## Domande sul materiale
1 – Nel brano sulla fine delle grandi narrazioni, che cosa viene definito la più potente benda per nascondere agli occhi la realtà?
2 – Prosegui il brano sulla fine delle grandi narrazioni a partire dall'ultima frase riportata.

## Sezione del documento
....................
La fine delle grandi narrazioni ha lasciato un campo minato. Senza più soggetti collettivi in grado di articolare quelle narrazioni, di spiegarle e di scriverne gli sviluppi, rimangono monconi, code di lucertola che continuano a muoversi, anche quando il corpo le ha abbandonate ed è morto.
È ciò che plasticamente, in tanta parte dell’opinione pubblica italiana, è emerso di fronte a ciò che è accaduto in Israele. Chi giustifica o ridimensiona o minimizza o “contestualizza” l’orrore dell’attacco, terroristico perché non c’è altro aggettivo, di Hamas, lo fa, più o meno consapevolmente, perché attinge all’ultimo schema di interpretazione a disposizione della memoria collettiva.
Accade soprattutto in Italia, ma non solo in Italia. Sopravvive, nell’inconscio collettivo della sinistra, la potente opera di costruzione e diffusione, per affinità ma soprattutto per tattica nel mezzo della guerra fredda, del manto ideologico attorno ad Arafat e Al Fatah come prodotti di successo: materie prime locali, produzione sovietica, grande distribuzione internazionale affidata a partiti e movimenti variegati.
Un’era geologica fa, ma appunto l’unica narrazione disponibile seppure in forma di reliquia. L’ideologia è la più potente benda per nascondere agli occhi la realtà, per non fare i conti con gli errori (e gli orrori).
....................
(Elementi del dataset)

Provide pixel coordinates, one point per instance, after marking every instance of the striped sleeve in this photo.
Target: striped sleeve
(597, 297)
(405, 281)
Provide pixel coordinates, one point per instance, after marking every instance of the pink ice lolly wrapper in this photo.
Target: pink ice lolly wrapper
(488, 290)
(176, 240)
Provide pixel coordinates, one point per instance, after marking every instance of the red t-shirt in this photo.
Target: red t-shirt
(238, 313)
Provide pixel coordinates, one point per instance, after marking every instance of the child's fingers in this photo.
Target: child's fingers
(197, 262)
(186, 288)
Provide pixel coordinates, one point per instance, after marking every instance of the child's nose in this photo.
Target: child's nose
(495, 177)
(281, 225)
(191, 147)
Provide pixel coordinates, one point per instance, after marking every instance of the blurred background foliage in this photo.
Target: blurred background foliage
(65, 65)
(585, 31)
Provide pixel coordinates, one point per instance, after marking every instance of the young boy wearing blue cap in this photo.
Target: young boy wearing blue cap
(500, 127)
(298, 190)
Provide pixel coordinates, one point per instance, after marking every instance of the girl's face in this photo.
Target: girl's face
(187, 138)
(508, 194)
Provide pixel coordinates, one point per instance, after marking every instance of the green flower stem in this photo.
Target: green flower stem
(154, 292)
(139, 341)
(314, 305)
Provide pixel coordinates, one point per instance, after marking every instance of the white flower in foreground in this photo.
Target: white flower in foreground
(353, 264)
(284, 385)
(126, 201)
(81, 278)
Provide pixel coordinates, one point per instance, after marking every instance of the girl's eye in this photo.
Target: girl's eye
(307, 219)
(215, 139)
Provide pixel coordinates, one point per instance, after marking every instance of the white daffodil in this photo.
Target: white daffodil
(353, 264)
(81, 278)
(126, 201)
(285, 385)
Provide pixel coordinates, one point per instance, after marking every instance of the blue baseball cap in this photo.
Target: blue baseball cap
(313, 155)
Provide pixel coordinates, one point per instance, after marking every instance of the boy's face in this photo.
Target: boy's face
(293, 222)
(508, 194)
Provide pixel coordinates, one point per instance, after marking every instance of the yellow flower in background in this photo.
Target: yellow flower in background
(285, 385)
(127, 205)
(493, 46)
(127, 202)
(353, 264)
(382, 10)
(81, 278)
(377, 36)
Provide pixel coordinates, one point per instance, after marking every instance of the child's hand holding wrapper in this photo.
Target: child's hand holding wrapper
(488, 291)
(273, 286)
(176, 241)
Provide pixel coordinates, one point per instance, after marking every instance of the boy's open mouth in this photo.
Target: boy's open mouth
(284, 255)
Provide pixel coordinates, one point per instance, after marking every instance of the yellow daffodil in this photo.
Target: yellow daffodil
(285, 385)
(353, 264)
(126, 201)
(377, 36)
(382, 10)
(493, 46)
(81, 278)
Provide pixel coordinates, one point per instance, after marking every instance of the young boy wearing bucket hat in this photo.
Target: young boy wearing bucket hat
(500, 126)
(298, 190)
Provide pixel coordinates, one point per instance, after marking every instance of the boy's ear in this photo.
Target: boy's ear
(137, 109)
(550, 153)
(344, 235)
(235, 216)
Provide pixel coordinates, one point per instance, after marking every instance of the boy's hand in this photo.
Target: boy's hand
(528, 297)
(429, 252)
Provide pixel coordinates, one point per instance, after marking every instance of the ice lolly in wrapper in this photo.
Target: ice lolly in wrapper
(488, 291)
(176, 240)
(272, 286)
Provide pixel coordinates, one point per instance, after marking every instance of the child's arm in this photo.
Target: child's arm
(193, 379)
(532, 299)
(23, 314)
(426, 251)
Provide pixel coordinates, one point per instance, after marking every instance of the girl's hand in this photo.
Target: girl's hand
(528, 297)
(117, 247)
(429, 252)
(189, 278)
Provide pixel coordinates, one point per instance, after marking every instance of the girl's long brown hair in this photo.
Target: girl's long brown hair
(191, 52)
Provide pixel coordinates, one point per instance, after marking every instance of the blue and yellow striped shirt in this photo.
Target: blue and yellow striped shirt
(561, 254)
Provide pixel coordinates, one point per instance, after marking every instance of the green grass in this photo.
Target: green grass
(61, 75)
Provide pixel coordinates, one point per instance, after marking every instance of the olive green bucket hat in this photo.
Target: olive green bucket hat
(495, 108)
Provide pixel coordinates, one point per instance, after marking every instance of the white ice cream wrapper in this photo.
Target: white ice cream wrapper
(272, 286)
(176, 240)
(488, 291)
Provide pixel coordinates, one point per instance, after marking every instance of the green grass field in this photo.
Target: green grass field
....................
## Risposte
1 – L'ideologia.

2 –
Non vedere l’estinzione del socialismo arabo; non vedere i paralleli tra Hamas e le esperienze fondamentaliste; non vedere, retrospettivamente, l’insensatezza di inserire la questione israelopalestinese nelle coordinate Est/Ovest; non vedere l’impatto del cambio, violento, di egemonia tra i palestinesi sulla politica e l’opinione pubblica israeliane; non vedere le condizioni in cui i vertici palestinesi, ora e allora, hanno tenuto le popolazioni loro affidate; e, infine, continuare a invocare la soluzione dei due Stati, la tregua, la trattativa, quando Hamas ha nel proprio DNA la distruzione di Israele.
Tutta questa cecità ha una sola causa, lo si riconosca o no: l’opinione pubblica, italiana soprattutto, di sinistra soprattutto, si muove come la coda della lucertola. Impazzita, in base a impulsi, non più attuali, di un corpo che non c’è più. Che forse aveva ragione un tempo, o forse no, ma sicuramente non può più dire nulla.